- _Exercise details_
Reproduce each of the following lines word for word, with nothing changed.

- _Supplied material_
[start]
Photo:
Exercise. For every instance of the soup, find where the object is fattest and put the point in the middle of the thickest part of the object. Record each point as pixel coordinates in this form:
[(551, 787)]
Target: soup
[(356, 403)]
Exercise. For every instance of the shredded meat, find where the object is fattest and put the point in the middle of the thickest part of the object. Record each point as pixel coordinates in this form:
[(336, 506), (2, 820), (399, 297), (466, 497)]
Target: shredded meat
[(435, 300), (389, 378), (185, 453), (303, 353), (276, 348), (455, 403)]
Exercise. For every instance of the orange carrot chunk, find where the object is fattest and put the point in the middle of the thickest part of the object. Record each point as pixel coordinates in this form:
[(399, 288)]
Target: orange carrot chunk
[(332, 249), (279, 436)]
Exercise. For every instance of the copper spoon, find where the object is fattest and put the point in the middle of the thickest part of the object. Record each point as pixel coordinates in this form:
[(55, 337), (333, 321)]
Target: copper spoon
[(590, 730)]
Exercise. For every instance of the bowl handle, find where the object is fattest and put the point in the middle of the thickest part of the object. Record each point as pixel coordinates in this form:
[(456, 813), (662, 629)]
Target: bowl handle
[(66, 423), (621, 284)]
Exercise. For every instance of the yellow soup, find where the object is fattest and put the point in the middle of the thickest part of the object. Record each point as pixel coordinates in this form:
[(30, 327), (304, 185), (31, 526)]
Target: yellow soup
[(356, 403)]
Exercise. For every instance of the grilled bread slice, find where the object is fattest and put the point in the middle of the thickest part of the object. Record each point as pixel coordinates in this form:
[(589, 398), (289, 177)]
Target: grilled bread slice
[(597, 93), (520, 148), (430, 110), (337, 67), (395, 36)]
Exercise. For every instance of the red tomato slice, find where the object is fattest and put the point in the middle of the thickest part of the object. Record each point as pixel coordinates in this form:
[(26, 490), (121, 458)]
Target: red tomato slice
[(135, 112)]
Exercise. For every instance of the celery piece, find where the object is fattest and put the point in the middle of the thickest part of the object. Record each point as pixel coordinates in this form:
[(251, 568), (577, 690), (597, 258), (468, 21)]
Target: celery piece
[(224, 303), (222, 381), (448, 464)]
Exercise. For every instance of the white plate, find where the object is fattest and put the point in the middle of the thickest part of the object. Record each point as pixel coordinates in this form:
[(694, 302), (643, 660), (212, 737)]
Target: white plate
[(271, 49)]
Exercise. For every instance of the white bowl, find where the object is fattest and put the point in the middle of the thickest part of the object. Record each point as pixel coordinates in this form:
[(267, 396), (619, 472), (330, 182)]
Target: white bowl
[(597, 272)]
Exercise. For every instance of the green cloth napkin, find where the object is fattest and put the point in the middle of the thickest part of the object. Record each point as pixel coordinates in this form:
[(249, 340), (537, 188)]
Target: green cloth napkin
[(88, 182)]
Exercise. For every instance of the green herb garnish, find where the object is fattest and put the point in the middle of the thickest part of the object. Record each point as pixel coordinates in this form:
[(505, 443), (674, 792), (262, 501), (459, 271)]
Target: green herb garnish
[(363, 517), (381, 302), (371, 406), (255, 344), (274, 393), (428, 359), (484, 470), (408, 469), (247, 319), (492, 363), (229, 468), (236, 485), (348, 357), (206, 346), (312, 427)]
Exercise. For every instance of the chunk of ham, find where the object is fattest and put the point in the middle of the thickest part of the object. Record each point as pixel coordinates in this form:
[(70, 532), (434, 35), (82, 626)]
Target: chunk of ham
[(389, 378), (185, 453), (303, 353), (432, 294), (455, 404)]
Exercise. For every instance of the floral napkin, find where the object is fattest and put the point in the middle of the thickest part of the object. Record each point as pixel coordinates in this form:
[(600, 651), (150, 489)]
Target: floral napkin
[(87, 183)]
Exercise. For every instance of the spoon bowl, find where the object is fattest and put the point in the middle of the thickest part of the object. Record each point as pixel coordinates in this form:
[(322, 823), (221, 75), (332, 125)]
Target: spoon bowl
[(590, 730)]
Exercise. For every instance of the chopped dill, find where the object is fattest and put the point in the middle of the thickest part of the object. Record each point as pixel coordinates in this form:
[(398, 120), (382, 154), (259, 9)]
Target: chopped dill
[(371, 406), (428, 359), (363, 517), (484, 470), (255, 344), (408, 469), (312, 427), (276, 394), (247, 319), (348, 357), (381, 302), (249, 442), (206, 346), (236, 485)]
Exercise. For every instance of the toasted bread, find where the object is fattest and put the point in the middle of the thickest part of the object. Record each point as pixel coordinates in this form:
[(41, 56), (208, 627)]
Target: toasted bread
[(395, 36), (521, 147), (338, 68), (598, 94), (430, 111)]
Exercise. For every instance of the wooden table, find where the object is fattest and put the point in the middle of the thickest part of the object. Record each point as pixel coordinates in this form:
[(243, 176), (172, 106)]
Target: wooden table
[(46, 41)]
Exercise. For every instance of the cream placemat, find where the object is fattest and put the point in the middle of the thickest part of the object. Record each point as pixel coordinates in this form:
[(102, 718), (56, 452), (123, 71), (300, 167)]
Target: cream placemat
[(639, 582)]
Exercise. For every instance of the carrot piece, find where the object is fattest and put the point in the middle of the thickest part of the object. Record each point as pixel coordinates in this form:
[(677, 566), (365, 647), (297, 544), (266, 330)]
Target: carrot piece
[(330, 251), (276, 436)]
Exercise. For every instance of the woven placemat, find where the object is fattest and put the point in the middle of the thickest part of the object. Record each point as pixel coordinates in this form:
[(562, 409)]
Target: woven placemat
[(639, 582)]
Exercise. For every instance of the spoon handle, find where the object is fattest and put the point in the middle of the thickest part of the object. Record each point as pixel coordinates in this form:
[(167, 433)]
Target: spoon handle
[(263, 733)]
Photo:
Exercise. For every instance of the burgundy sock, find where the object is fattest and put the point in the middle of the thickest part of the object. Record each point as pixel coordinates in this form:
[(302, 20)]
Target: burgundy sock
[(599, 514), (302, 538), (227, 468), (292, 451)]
[end]
- _Response_
Photo:
Exercise. For every instance of the soup, find where the object is fattest and put the point in the middle of the thickest part of the object. Record each point as pixel coordinates in this form:
[(551, 787)]
Target: soup
[(356, 403)]
Exercise. For every instance of the shredded meat, find where the object is fattest and put the point in the middle of the thickest part of the object. Record each point as pixel coordinates in this form:
[(336, 506), (2, 820), (399, 297), (466, 497)]
Target: shredded meat
[(435, 300), (389, 378), (185, 453), (303, 353), (276, 348), (455, 403)]
Exercise. For every instance of the orange carrot chunk, find where the object is fattest and put the point in the middle of the thickest part of the object. Record each point as pixel coordinates in this form:
[(399, 288)]
Target: orange carrot chunk
[(332, 249), (279, 436)]
Exercise. For every instance of the copper spoon, find where the object is fattest and put the point in the middle of the thickest part of the object. Record each point as pixel coordinates in this form:
[(55, 337), (333, 321)]
Target: copper spoon
[(590, 730)]
Exercise. For every instance of the bowl handle, find where the object is fattest and put the point in the middle of the thickest part of the object. Record each point as pixel coordinates in this form:
[(456, 813), (662, 629)]
Target: bowl handle
[(66, 423), (621, 284)]
Exercise. For every instance of the yellow soup, find where the object is fattest and put the point in the middle of the thickest part of the object. Record each point as pixel coordinates in this form:
[(30, 327), (304, 185), (31, 526)]
Target: yellow soup
[(356, 403)]
Exercise. For every instance of the grilled bread slice, find where the object is fattest and put the point in the middle of the thickest part of the object. Record each point as pixel coordinates in this form:
[(589, 398), (289, 177)]
Target: grilled bread slice
[(597, 93), (520, 148), (430, 110), (337, 67), (395, 36)]
Exercise. For every instance of the red tomato slice, find where the object is fattest and put the point in the middle of the thickest part of the object. Record each point as pixel coordinates in this form:
[(26, 490), (121, 458)]
Target: red tomato slice
[(135, 112)]
Exercise. For every instance of the celery piece, find where the object is fattest and put the point in the middle of the thickest part of the object. Record each point as pixel coordinates in this form:
[(251, 568), (577, 690), (597, 258), (468, 21)]
Target: celery piece
[(224, 303), (222, 381), (448, 464)]
Exercise. For every instance of the white plate, find where the object is fattest and put the point in the middle of the thickest part of the object. Record each point as pixel coordinates in this form:
[(694, 302), (643, 660), (212, 737)]
Target: white plate
[(271, 49)]
Exercise. For every instance of the white bowl, find where the object is fattest and put the point in the middle of the thickest part of the object. Record each point as pixel coordinates in this form:
[(267, 396), (619, 472), (330, 182)]
Target: white bowl
[(597, 272)]
Exercise. For every instance of the green cloth napkin, find where the object is fattest and put the point in the middle of the thickest part of the object. Record each point as pixel coordinates in this form:
[(249, 340), (537, 188)]
Target: green cloth napkin
[(88, 182)]
Exercise. For every instance of the green herb garnish, find where the object is fattest and put the point in the middle of the thickest part of the object. Record each point as pixel coordinates in this form:
[(505, 443), (674, 792), (262, 501), (459, 271)]
Target: green herb garnish
[(363, 517), (381, 302), (371, 406), (255, 344), (274, 393), (428, 359), (484, 470), (408, 469), (247, 319), (492, 363), (229, 468), (236, 485), (348, 357), (206, 346), (312, 427)]
Exercise. For every instance of the chunk of ham, find where the object is fattest and put the point in the middle of the thickest part of the object. Record each point as pixel coordinates in this form:
[(70, 532), (434, 35), (82, 626)]
Target: chunk of ham
[(389, 378), (185, 453), (303, 353), (432, 294), (455, 404)]
Exercise. For every instance of the floral napkin, find where the object is fattest and put the point in the middle of the thickest part of the object. Record each point as pixel coordinates in this form:
[(600, 651), (150, 489)]
Target: floral napkin
[(87, 183)]
Exercise. For every instance of the spoon bowl, find where the object is fattest and put the point in the middle of the thickest part of the object. Record each point as pixel coordinates in this form:
[(322, 823), (221, 75), (332, 125)]
Target: spoon bowl
[(590, 730)]
Exercise. For every instance of the chopped dill, find where the object is fattest and put the point in the middle of the thickest part of the object. Record each point as pixel coordinates in this form:
[(398, 120), (382, 154), (259, 9)]
Target: chopped dill
[(371, 406), (428, 359), (363, 517), (484, 470), (255, 344), (408, 469), (312, 427), (276, 394), (247, 319), (348, 357), (381, 302), (249, 442), (206, 346), (236, 485)]
Exercise. For every instance of the toasted bread, find where the object is fattest and put the point in the middle of the thickest part of the object. Record each point as pixel coordinates in this form:
[(41, 56), (208, 627)]
Target: toasted bread
[(395, 36), (521, 147), (338, 68), (598, 94), (430, 111)]
Exercise. For every instance of the wooden table, find where the object is fattest and put the point in the middle of the thickest part of the object. Record each point as pixel coordinates in this form:
[(243, 176), (172, 106)]
Target: wooden table
[(46, 41)]
Exercise. For every instance of the cream placemat, find where the object is fattest and put the point in the middle of the thickest part of the object. Record each point as pixel coordinates in this form:
[(102, 718), (56, 452), (123, 71), (300, 167)]
Target: cream placemat
[(639, 582)]
Exercise. For every instance of the carrot piece, find where the object is fattest and put the point in the middle of the thickest part of the object. Record each point as pixel coordinates in this form:
[(677, 566), (365, 647), (297, 544), (266, 330)]
Target: carrot piece
[(330, 251), (276, 436)]
Exercise. For every instance of the woven placemat, find where the object is fattest and put the point in the middle of the thickest part of the object. Record each point as pixel coordinates in this form:
[(562, 409)]
Target: woven placemat
[(639, 582)]
Exercise. For every instance of the spoon handle, find where the object is fattest and put the point in the middle of the thickest part of the object. Record each point as pixel coordinates in this form:
[(167, 433)]
Target: spoon handle
[(263, 733)]
Photo:
Exercise. For every instance of the burgundy sock, find where the object is fattest and put the point in the middle of the thickest part of the object. Record each point as pixel coordinates in this form:
[(302, 20)]
Target: burgundy sock
[(599, 514), (302, 538), (227, 468), (292, 451)]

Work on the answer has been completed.